──────── STUDY TEXT ────────

The one thing that unites us _all_, irrespective of our race, religion, sexual orientation or gender, is that each of us believes ourselves to be an above average driver... 

With this in mind, i am compelled to let you know that I am, of course, the world's greatest driver :drive:

And I'm right handed. So that's your theory blown to smithereens :angel:


----------



## JackalopeZX3 (Dec 13, 2009)

If there is a "theory" here, it's not mine. The "Studies" being show weren't done by me either, not that all "studies" aren't BIAS...:angel: Read it yourself. Maybe I'm not explaining it correctly.:dunno:

http://isittrue.msn.com/slideshow.aspx?cp-documentid=13198387&imageindex=1&c
http://health.howstuffworks.com/human-body/parts/left-handed.htm
http://www.oprah.com/health/Dr-Oz-Answers-Burning-Medical-Questions/15

"Left-handed people can deal with more incoming information that doesn't come in an organized way." "The left brain normally controls your right side, which is really powerful," he says. "[In left-handed people], it allows the other side, the right brain, to become an equal partner."

Because left-handed people can use both sides of their brain more readily, Dr. Oz says, they can process information coming into their brain in different ways more easily. "That's why athletes do so well when they're left-handed. And there are a lot of presidents who have been left-handed, and there are a lot of folks who, because they can deal with a lot of complicated issues at once, work pretty effectively," he says.

"Complicated issues" as in what the average driver turns driving into when it can be so easy and enjoyable. Hey, if you do read these articles, feel free to copy and paste all the "cons" that go along with being left-handed. From what I've read, I am totally guilty of just about all of them!


----------



## Searaven98 (May 12, 2011)

What if I write with my right, play raquet sports with either or and shoot my rifle left handed?


----------



## JackalopeZX3 (Dec 13, 2009)

See the "Oprah" link. It tells how to figure which "handed" you are. I'm the same, write w/ left, tennis w/ right, throw left, shoot right...


----------



## JackalopeZX3 (Dec 13, 2009)

CK, If you have any German in you I know you can drive. :thumbup: Some day I'll get over there and drive the Autobahn. My mother was from Berlin. :angel:


----------



## Yorgi (Mar 17, 2005)

──────── THE DATA ────────

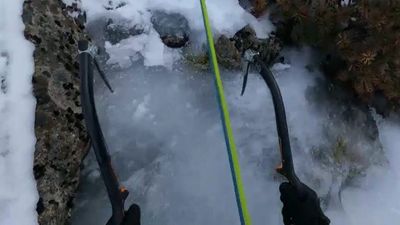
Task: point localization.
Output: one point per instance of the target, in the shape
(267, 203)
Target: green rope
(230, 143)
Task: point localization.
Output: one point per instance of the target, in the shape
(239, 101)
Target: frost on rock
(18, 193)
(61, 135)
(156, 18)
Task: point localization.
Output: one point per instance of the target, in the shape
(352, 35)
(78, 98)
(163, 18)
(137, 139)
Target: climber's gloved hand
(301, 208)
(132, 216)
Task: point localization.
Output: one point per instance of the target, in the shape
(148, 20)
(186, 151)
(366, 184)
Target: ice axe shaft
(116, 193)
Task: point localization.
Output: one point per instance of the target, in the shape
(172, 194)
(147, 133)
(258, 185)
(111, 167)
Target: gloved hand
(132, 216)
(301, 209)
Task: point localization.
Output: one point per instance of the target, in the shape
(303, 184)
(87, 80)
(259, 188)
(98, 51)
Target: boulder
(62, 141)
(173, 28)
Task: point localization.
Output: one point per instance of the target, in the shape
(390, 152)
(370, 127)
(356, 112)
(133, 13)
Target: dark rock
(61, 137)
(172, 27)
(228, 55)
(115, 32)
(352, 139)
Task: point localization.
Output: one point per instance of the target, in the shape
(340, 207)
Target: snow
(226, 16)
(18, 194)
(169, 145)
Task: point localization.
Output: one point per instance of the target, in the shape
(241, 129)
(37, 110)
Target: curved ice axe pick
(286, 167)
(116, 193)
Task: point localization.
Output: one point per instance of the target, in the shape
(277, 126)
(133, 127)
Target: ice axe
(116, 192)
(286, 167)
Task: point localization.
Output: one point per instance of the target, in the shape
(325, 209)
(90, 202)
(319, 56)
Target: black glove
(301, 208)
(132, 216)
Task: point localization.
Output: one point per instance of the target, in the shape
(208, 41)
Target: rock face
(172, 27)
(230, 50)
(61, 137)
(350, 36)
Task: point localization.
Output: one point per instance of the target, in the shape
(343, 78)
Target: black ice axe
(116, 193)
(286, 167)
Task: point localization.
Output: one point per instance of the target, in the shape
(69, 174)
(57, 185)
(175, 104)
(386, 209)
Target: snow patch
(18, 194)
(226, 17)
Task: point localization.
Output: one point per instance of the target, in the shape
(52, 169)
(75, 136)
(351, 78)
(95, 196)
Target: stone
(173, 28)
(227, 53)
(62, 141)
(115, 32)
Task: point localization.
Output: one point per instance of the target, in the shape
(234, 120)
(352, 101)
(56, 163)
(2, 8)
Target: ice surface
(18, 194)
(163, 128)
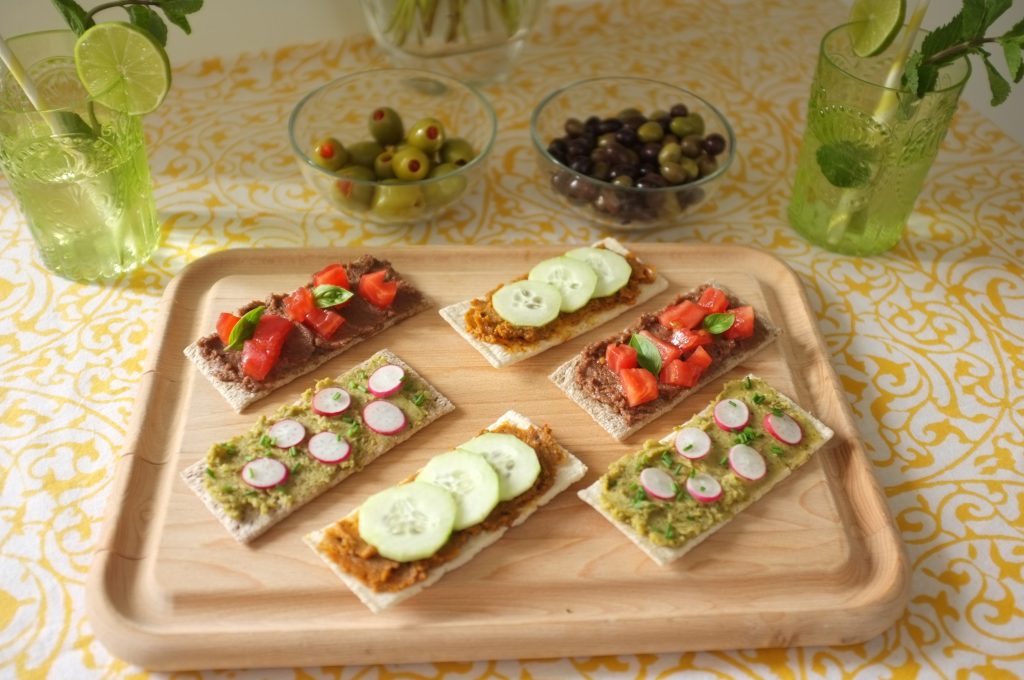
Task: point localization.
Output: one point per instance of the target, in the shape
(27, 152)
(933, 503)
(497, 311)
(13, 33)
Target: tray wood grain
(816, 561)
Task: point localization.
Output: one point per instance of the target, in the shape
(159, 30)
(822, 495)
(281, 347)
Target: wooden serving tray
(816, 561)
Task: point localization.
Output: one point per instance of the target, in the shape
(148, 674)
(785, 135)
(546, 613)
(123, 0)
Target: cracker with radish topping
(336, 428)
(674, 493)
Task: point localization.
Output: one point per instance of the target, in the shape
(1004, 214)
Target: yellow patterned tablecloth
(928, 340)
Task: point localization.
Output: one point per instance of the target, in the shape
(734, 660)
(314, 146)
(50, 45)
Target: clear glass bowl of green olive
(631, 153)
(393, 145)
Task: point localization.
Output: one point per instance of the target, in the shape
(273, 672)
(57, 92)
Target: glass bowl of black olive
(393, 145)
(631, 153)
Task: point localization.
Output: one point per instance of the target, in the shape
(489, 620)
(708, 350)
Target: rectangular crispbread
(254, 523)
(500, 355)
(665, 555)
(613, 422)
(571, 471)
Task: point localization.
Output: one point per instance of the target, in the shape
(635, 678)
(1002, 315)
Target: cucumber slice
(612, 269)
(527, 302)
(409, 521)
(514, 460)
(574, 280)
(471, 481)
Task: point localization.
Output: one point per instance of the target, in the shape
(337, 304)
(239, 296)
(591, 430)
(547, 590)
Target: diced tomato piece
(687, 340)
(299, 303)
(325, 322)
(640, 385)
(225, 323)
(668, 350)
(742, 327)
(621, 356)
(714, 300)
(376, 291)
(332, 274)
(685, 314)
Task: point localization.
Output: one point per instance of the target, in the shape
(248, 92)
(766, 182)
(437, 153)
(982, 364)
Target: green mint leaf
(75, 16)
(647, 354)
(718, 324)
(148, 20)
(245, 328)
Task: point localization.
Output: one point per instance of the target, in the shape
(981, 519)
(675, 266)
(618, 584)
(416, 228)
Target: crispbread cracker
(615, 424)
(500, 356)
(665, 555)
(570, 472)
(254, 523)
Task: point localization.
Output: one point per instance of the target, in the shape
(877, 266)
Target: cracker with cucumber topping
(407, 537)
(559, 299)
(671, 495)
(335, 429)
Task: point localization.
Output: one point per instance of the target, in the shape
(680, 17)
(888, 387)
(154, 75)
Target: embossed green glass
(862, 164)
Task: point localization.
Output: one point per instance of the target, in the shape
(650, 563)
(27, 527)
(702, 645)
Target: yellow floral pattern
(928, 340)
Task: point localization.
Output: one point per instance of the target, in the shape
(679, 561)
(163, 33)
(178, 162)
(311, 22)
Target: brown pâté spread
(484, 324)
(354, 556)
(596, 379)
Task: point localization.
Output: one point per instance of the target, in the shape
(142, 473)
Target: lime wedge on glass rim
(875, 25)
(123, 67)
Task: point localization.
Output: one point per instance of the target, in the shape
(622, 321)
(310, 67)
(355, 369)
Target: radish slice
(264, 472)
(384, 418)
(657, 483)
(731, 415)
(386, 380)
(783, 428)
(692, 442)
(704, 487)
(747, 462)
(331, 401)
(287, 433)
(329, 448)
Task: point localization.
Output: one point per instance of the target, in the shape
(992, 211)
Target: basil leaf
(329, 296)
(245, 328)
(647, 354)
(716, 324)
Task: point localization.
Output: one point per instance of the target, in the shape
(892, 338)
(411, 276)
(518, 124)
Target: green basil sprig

────────

● **TASK BRIEF**:
Answer these questions about the forum thread:
1. Which hand does JackalopeZX3 write with?
2. In the quote from Dr. Oz, which side of the body does the left brain normally control?
3. What city was JackalopeZX3's mother from?
You won't need the records for this.

● **PROBLEM SOLUTION**:
1. The left hand.
2. The right side.
3. Berlin.